## REQUIREMENTS
Which lines of the material below contain the word "background"? Pull out each such line in full, treating uppercase and lowercase as different.

## GIVEN DATA

/---

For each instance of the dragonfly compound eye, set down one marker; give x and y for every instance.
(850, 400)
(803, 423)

\---
/---

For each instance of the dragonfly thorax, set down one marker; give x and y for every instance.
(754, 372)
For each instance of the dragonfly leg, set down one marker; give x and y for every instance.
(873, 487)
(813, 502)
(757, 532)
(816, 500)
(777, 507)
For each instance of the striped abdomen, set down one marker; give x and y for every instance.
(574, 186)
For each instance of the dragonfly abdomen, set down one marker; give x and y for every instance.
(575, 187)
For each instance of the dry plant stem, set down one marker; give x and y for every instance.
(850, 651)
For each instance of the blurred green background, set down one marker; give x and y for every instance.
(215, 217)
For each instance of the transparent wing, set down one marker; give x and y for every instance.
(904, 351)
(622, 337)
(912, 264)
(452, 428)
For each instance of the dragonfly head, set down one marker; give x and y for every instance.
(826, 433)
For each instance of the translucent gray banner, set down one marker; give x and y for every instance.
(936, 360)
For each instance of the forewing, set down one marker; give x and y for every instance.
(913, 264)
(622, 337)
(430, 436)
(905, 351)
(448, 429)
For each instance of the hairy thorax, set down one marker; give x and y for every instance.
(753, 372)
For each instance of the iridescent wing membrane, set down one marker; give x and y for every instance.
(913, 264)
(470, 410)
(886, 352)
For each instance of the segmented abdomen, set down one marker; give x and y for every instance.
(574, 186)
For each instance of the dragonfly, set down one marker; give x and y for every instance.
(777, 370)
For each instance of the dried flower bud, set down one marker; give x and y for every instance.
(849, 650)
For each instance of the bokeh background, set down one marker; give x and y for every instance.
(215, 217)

\---

## WORKED ANSWER
For each instance of the blurred green background, set down one marker; give x and y for every instance.
For each instance of the bokeh background, set down one marker; give x and y for every instance.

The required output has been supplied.